WORK INSTRUCTIONS —
1) In the review of the book on Mexico and the 1968 Olympic Games, condense the paragraph that begins "If you wanted to write a short history" while keeping its main facts.
2) Proceed with the review of the book on Mexico and the 1968 Olympic Games, picking up after its final sentence.

EXCERPTED PASSAGE —
________________________

Kevin B. Witherspoon. Before the Eyes of the World: Mexico and the 1968 Olympic Games. DeKalb: Northern Illinois University Press, 2008. xi + 212 pp. $35.00 (cloth), ISBN 978-0-87580-388-3.
Reviewed by John Sugden (University of Brighton)
Published on H-Diplo (April, 2009)
Commissioned by Christopher L. Ball (DePaul University)
Sport, Culture and Controversy
If you wanted to write a short history of the twentieth century, you could do worse than focus on the Olympic Games and all that has swirled around this quadrennial festival of sport, culture, and controversy. Since its reincarnation in the twilight of European imperial ambition in Athens in 1896, every four years the modern Olympics has provided a nuanced snapshot of world power relations. Could anyone, for instance, who witnessed the demonstration of Nazi organization, prowess, and power at the 1936 Berlin Olympics harbor any doubt that the specter of fascism was a real threat to the existing world order? Likewise, when "Gimn Sovetskogo Soyuza," the anthem of the Soviet Union, and the raising of the Hammer and Sickle, began to rival the playing of "The Star-Spangled Banner" and the flourishing of the Stars and Stripes at the 1952 Summer Olympics in Helsinki, the world knew that the Cold War had found new expression through Olympic competition.

________________________

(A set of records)

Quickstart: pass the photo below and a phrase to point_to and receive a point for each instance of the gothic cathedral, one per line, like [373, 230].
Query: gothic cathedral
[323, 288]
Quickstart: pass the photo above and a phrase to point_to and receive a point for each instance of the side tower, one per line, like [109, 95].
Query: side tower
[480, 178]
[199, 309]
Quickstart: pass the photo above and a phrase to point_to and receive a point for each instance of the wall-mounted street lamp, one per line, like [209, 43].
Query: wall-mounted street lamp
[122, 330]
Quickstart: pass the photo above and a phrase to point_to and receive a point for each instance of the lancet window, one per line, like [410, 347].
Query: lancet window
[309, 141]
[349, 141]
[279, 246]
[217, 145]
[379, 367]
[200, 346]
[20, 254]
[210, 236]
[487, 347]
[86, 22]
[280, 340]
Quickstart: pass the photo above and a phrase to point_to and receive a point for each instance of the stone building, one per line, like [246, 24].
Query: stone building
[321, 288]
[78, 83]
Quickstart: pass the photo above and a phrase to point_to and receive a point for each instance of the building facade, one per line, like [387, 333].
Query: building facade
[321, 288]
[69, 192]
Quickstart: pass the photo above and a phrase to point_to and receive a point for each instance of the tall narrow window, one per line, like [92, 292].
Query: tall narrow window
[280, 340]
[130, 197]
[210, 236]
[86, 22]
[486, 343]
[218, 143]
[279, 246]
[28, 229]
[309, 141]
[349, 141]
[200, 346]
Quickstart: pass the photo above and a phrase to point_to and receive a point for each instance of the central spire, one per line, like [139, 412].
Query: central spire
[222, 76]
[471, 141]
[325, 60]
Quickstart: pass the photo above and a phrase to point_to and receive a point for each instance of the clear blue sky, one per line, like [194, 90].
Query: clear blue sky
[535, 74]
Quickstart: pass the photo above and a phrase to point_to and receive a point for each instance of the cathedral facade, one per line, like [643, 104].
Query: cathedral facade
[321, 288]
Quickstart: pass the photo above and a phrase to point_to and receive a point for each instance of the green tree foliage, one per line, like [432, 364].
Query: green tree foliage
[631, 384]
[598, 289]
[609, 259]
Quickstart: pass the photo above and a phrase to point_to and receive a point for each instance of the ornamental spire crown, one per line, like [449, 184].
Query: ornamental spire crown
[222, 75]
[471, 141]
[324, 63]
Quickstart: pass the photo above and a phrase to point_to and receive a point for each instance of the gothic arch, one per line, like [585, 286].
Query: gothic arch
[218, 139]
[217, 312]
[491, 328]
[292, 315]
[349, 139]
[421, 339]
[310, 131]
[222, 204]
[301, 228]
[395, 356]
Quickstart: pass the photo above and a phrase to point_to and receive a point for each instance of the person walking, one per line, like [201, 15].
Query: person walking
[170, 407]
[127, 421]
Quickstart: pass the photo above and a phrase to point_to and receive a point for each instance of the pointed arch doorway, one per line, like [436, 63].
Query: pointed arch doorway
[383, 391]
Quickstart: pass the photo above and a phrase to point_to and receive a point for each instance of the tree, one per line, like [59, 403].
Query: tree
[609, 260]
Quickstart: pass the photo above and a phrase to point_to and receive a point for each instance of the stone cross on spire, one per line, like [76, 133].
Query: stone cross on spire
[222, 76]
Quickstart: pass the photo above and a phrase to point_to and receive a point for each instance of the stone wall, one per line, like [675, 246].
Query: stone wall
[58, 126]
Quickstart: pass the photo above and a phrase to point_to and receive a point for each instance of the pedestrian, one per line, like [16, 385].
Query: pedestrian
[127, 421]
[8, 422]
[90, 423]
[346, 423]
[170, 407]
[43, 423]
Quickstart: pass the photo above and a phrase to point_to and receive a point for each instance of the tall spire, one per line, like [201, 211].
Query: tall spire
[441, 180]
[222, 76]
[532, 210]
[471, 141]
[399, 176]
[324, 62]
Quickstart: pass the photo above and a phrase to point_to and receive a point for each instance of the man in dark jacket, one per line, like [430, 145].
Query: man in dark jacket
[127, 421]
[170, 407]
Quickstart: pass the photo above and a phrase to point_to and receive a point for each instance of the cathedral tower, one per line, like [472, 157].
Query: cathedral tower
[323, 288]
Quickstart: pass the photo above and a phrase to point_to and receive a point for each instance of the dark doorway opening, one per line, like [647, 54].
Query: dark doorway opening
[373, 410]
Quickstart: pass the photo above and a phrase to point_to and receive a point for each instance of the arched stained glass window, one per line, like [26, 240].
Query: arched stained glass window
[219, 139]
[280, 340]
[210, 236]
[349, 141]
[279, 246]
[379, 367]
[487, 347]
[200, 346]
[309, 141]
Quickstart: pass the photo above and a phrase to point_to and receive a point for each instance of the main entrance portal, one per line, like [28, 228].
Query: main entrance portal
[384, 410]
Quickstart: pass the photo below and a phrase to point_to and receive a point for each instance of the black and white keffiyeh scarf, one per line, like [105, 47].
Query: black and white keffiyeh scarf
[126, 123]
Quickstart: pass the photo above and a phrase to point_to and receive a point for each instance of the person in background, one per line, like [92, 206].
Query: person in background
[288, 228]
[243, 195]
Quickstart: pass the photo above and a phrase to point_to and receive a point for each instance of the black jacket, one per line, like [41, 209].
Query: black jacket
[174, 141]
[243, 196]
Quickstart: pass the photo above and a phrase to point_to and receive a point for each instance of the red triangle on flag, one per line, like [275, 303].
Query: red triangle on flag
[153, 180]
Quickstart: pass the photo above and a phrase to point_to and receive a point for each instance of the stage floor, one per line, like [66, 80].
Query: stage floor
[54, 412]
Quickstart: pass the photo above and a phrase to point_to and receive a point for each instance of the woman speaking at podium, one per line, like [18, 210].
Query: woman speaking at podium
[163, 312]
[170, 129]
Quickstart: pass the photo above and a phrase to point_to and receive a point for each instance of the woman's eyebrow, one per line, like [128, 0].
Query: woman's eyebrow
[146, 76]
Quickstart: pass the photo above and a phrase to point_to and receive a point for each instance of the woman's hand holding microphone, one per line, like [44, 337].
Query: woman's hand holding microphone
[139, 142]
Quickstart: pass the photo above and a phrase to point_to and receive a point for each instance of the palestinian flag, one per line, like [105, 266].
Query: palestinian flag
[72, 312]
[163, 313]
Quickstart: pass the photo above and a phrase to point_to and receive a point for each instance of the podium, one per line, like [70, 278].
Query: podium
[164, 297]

________________________

RESULTS BY TASK —
1) A short history of the twentieth century could well center on the Olympic Games and the sport, culture, and controversy around them. Since their revival in Athens in 1896, as European imperial ambition was fading, the modern Games have offered a snapshot of world power relations every four years. The display of Nazi organization and power at the 1936 Berlin Olympics left little doubt that fascism threatened the world order. At the 1952 Helsinki Games, the Soviet anthem and the Hammer and Sickle began to rival "The Star-Spangled Banner" and the Stars and Stripes, showing that the Cold War had found a new outlet in Olympic competition.

2)
In this regard, Before the Eyes of the World is more than a book about sport and mega-event management (although it definitely is about this too). It is also a window into the state of local and transnational political and economic relations at the end of one of the century’s most turbulent and transformative decades. With excellent use of original, archival research, Witherspoon recounts how, against considerable odds, Mexico--a country that at the time was widely regarded as "third world" if not "third rate"--managed to secure the hosting rights to the 1968 summer Olympics, despite competition from two of the world’s leading and most prosperous modern cities, Chicago and Paris. This opening section of the book should be compulsory reading for current and future municipal Olympic Games bidding committees as the author reveals how, with a mixture of humility, cunning, and opportune grandstanding, the Mexicans were able to win the contest to hold the Games. Only a few years after the Cuban Missile Crisis, a key to their success was the way in which they garnered votes by understanding and working to their advantage the complex political dynamic between the United States and the Soviet Union and its impact on wider Latin American and emergent African allegiances.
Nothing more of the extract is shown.